TEXTO DE LEITURA
----
Fonte: SIFUENTES, Lírian. Telenovela e a identidade feminina de jovens de classe popular, 2010.
Na perspectiva desse artigo, as mediações foram vislumbradas como pano de fundo
no qual se tecem as tramas culturais por meio das manifestações comunicacionais. À
medida que orientam a percepção dos valores éticos, morais, ideológicos e culturais, elas
permitem que as mensagens sejam contextualizadas, de forma a tornarem-se
significativas para as práticas sociais e educativas (formais e não-formais).
----
MATERIAL FORNECIDO
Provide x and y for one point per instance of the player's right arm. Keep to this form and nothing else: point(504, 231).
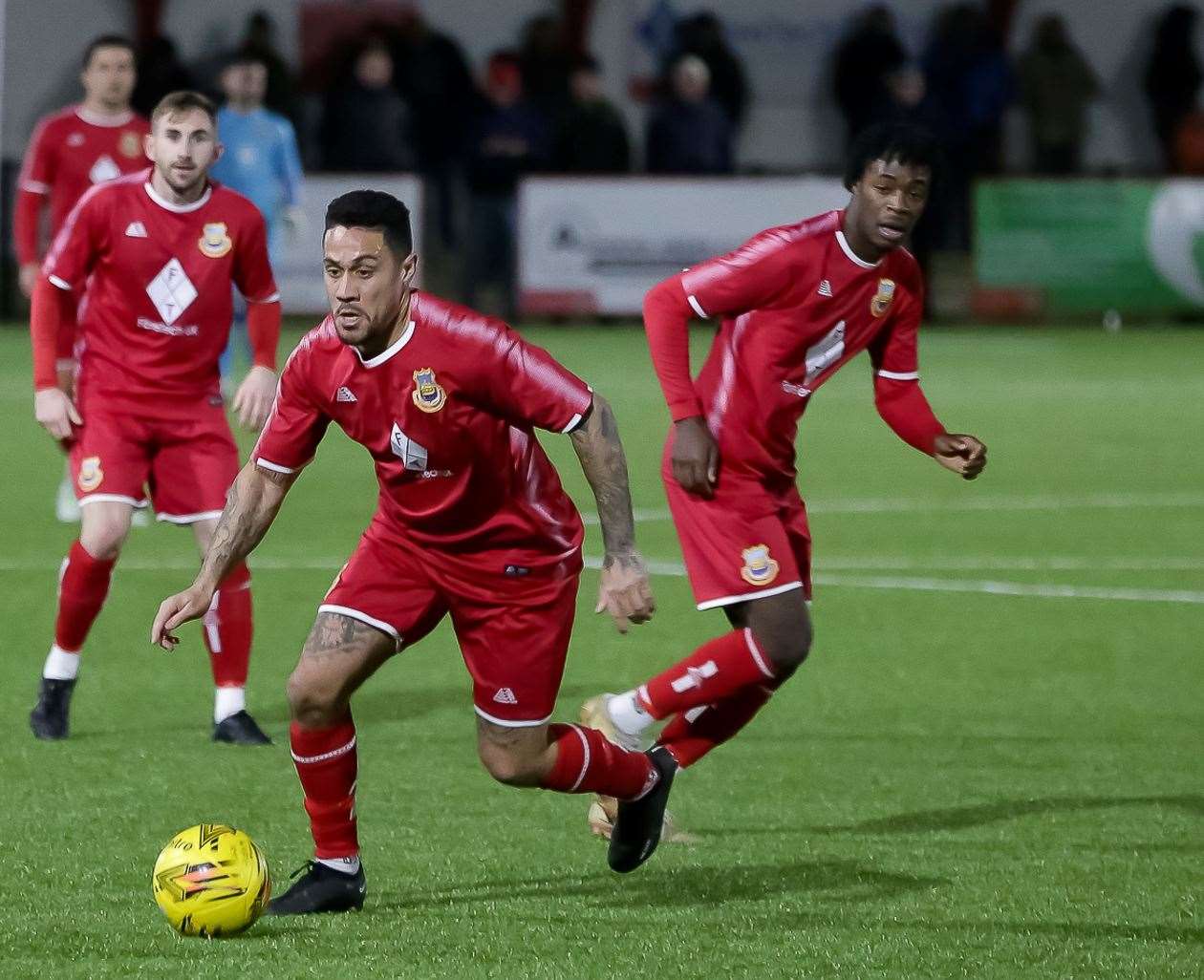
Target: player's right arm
point(251, 504)
point(748, 278)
----
PROPOSTA DO EXERCÍCIO
Enumere todos os tipos de valores citados no texto de leitura. As linhas são um material à parte, sem relação com o texto de leitura.

RESULTADO DO EXERCÍCIO
Éticos, morais, ideológicos e culturais.